** start Records shown **

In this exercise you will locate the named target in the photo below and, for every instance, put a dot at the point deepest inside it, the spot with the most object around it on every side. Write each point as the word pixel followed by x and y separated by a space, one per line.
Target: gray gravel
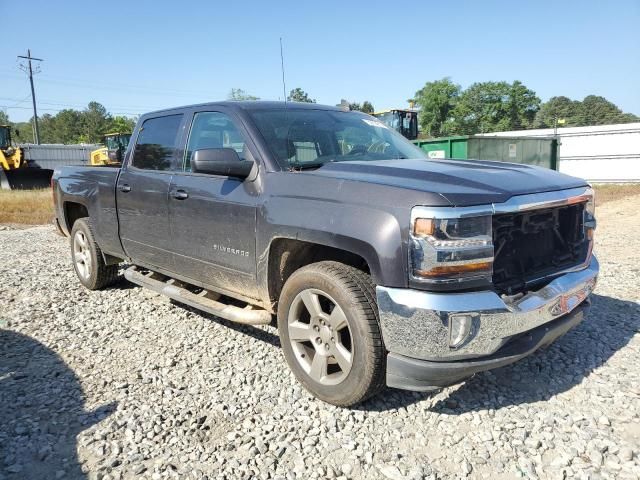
pixel 124 384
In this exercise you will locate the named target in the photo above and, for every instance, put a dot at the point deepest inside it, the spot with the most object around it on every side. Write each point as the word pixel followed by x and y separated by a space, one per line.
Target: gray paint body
pixel 360 207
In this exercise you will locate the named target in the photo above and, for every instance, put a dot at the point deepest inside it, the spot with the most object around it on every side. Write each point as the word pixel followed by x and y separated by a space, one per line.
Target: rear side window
pixel 156 143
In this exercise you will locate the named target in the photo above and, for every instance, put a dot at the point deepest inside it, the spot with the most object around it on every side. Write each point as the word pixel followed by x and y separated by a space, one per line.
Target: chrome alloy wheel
pixel 320 337
pixel 82 255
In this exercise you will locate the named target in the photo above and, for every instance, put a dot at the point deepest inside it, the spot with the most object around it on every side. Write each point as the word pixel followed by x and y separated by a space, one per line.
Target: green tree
pixel 299 95
pixel 240 95
pixel 95 121
pixel 596 110
pixel 436 101
pixel 22 132
pixel 495 107
pixel 121 124
pixel 366 107
pixel 558 108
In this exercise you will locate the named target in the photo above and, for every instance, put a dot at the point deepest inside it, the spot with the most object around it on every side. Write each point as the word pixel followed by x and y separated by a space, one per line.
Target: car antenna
pixel 284 85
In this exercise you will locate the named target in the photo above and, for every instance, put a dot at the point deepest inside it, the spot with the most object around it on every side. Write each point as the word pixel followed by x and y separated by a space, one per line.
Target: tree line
pixel 71 126
pixel 445 109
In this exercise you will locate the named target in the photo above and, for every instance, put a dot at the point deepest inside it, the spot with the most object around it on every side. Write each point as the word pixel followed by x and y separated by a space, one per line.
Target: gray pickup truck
pixel 382 267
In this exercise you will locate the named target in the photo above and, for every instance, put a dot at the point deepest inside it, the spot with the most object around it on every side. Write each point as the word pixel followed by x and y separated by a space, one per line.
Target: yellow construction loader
pixel 115 144
pixel 403 121
pixel 11 156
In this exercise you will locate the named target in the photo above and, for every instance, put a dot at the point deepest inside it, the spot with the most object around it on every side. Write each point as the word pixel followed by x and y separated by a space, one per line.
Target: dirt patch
pixel 610 192
pixel 26 207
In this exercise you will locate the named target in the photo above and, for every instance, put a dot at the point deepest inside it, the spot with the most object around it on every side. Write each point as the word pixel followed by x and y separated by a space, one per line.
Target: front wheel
pixel 88 261
pixel 328 324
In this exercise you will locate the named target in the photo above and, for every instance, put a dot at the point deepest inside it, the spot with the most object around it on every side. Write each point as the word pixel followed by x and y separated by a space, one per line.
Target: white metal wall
pixel 604 153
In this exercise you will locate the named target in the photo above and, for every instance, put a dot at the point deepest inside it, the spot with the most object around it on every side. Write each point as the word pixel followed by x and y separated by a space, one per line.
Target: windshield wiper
pixel 294 167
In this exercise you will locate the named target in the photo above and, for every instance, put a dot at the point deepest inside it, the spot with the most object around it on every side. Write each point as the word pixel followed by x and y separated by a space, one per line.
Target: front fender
pixel 369 232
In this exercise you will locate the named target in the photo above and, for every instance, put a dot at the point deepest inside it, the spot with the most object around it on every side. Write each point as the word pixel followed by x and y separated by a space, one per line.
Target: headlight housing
pixel 451 250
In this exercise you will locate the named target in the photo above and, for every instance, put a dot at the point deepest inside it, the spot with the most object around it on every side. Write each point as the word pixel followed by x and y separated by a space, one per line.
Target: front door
pixel 213 217
pixel 142 193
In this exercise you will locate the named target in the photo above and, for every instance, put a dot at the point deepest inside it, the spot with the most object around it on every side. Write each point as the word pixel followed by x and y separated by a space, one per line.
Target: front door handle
pixel 180 195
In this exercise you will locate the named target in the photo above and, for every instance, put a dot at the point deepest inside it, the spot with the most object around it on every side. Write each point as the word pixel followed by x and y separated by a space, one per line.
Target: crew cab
pixel 379 265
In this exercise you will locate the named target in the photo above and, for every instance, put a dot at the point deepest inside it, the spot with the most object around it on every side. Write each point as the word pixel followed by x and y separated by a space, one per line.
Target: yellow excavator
pixel 115 144
pixel 403 121
pixel 11 156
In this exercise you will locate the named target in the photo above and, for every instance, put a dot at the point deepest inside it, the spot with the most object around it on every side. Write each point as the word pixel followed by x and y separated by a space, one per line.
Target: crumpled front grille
pixel 530 246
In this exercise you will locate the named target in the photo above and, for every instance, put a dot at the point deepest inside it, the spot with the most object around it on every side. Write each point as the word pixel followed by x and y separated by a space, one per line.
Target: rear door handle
pixel 180 195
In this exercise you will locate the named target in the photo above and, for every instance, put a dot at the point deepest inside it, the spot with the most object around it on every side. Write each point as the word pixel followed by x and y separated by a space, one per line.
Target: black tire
pixel 354 292
pixel 99 274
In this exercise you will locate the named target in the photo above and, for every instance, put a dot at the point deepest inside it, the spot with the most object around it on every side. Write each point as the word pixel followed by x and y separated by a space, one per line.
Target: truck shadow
pixel 41 411
pixel 610 325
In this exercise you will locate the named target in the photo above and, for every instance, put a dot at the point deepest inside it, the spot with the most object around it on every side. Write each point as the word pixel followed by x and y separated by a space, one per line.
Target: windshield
pixel 310 138
pixel 4 137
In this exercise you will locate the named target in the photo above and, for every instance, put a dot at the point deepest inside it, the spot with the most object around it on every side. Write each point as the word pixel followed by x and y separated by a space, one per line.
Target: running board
pixel 204 300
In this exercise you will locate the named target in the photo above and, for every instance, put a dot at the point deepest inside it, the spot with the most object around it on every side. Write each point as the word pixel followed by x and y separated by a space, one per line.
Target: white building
pixel 604 153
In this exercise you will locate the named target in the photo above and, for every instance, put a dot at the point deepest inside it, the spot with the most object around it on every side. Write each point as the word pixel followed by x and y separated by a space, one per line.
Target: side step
pixel 204 300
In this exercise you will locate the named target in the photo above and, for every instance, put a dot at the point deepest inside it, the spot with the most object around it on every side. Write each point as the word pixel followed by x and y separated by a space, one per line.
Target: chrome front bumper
pixel 416 323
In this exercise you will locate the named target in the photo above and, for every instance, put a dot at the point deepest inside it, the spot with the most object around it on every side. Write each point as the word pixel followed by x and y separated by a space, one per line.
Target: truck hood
pixel 460 182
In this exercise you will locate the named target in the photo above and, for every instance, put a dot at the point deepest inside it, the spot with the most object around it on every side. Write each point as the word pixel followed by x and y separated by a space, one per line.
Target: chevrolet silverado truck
pixel 379 265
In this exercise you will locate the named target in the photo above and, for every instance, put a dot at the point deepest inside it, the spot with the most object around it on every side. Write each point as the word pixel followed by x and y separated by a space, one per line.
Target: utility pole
pixel 28 68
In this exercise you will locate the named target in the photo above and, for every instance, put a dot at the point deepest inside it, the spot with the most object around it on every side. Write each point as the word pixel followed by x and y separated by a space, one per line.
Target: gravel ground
pixel 124 384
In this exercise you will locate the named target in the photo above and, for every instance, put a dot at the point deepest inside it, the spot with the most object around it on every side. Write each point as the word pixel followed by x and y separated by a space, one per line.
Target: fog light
pixel 459 329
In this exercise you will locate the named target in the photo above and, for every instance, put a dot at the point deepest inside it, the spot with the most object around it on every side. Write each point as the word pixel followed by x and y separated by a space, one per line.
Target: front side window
pixel 213 130
pixel 308 138
pixel 156 143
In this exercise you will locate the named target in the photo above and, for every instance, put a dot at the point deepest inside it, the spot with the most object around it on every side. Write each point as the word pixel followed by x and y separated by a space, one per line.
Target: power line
pixel 29 58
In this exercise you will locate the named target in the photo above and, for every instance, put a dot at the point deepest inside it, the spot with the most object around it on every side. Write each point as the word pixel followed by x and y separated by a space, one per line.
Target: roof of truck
pixel 253 105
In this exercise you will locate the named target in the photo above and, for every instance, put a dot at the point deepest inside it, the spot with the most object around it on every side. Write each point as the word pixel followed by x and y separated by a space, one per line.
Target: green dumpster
pixel 541 151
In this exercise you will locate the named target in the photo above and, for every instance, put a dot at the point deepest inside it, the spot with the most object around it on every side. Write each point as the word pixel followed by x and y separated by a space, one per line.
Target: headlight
pixel 451 250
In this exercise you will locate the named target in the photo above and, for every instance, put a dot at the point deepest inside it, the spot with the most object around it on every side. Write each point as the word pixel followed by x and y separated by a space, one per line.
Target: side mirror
pixel 220 161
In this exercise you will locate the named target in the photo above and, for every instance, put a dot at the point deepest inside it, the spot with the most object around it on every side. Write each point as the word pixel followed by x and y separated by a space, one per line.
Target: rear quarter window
pixel 156 143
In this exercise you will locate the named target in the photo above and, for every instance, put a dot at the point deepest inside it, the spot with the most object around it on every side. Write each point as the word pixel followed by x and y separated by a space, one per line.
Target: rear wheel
pixel 328 324
pixel 88 262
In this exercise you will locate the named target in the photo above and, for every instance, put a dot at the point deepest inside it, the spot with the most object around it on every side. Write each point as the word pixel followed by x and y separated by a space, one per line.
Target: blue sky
pixel 139 56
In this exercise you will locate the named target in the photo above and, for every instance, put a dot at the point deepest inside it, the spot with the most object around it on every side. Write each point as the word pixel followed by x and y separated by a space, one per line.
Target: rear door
pixel 143 189
pixel 213 217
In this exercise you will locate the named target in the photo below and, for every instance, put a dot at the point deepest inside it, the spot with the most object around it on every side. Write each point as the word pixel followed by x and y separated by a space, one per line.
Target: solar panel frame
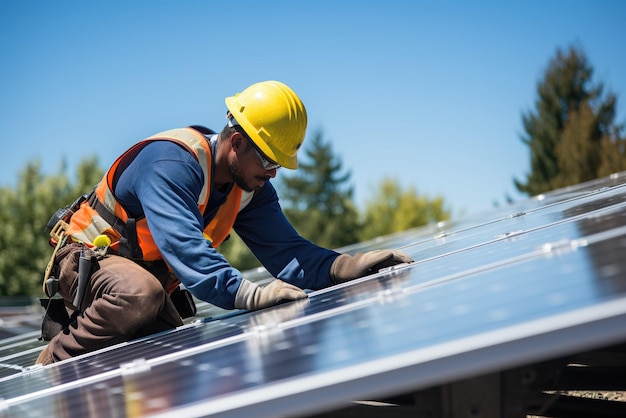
pixel 576 234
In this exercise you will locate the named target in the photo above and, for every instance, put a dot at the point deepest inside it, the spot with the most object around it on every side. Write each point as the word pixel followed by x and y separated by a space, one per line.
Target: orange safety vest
pixel 102 214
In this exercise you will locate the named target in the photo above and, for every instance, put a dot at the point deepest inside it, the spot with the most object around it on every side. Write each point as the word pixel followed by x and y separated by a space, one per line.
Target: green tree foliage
pixel 571 134
pixel 317 198
pixel 24 212
pixel 394 209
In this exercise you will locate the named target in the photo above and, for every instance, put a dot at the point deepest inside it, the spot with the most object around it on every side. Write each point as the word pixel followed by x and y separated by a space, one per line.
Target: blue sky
pixel 429 93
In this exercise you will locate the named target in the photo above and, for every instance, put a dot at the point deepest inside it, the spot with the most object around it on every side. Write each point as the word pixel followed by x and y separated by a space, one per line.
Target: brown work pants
pixel 123 301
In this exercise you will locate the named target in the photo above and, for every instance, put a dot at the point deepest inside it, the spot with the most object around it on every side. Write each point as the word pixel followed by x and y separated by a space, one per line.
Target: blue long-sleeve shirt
pixel 163 183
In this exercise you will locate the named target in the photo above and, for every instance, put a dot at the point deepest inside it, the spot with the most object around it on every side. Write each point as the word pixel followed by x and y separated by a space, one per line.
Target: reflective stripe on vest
pixel 102 214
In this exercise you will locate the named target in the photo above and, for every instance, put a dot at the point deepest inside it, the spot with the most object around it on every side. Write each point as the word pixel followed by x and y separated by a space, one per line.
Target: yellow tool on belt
pixel 56 234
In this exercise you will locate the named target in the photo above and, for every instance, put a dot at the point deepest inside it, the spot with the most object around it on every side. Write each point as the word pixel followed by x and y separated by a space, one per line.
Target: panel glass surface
pixel 542 278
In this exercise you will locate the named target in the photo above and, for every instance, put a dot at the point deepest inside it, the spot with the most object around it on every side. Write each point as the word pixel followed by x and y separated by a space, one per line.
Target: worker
pixel 161 211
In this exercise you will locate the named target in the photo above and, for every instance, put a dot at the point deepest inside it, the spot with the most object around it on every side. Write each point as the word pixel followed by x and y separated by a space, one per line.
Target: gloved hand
pixel 350 267
pixel 251 296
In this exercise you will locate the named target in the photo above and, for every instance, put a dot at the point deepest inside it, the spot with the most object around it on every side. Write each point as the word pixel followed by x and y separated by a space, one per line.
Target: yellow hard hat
pixel 274 117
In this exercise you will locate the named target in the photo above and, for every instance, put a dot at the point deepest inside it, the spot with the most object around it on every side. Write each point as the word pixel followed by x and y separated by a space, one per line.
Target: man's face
pixel 247 169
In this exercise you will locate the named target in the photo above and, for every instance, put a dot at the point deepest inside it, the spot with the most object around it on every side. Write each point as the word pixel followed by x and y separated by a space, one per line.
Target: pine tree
pixel 317 198
pixel 24 212
pixel 394 209
pixel 572 130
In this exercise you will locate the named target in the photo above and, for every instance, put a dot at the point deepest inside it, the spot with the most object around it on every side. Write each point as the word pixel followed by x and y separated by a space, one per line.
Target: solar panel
pixel 542 278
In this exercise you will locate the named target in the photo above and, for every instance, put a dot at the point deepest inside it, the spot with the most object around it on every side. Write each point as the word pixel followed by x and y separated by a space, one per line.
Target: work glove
pixel 251 296
pixel 350 267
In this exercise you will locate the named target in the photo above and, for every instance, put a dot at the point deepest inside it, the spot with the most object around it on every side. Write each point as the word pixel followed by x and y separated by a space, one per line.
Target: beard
pixel 237 177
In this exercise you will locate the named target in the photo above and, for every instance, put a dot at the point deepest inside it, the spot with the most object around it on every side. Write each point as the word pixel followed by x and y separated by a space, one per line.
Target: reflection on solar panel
pixel 543 278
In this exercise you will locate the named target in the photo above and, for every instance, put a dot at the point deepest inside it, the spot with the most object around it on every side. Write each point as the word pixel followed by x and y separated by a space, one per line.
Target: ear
pixel 236 141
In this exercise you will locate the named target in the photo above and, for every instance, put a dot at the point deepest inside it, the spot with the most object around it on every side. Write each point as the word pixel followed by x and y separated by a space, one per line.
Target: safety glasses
pixel 266 163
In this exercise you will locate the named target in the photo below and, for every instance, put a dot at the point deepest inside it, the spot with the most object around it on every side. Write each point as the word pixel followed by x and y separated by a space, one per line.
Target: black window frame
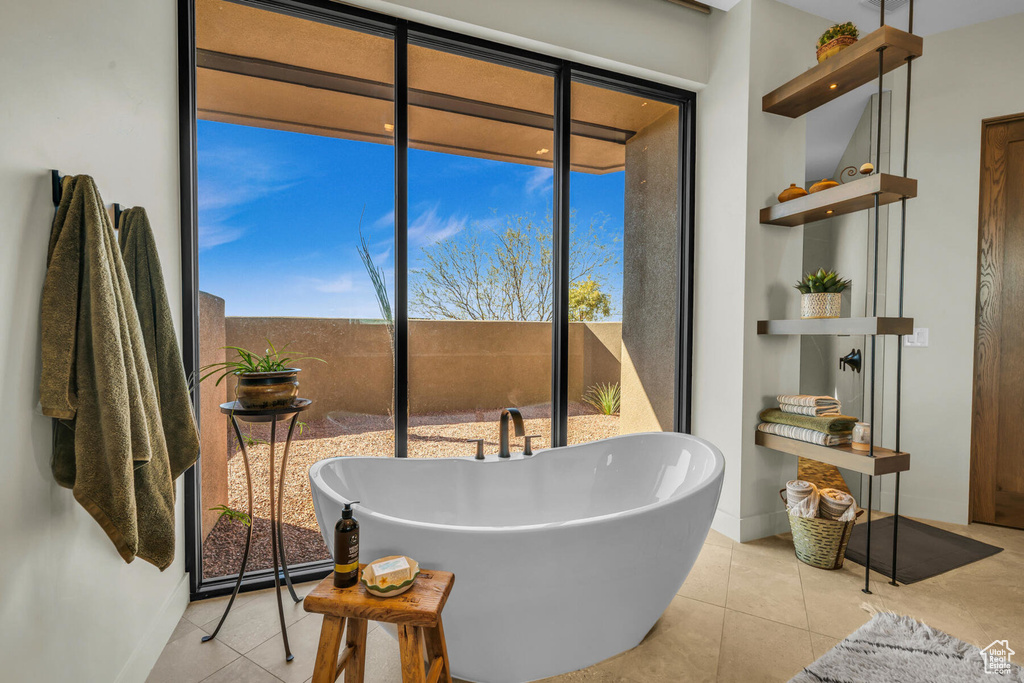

** end Records shown **

- _What to do_: Return every line of the material above that contains the word "vest".

- _Correct answer_:
Target: orange safety vest
Target: reflective stripe on vest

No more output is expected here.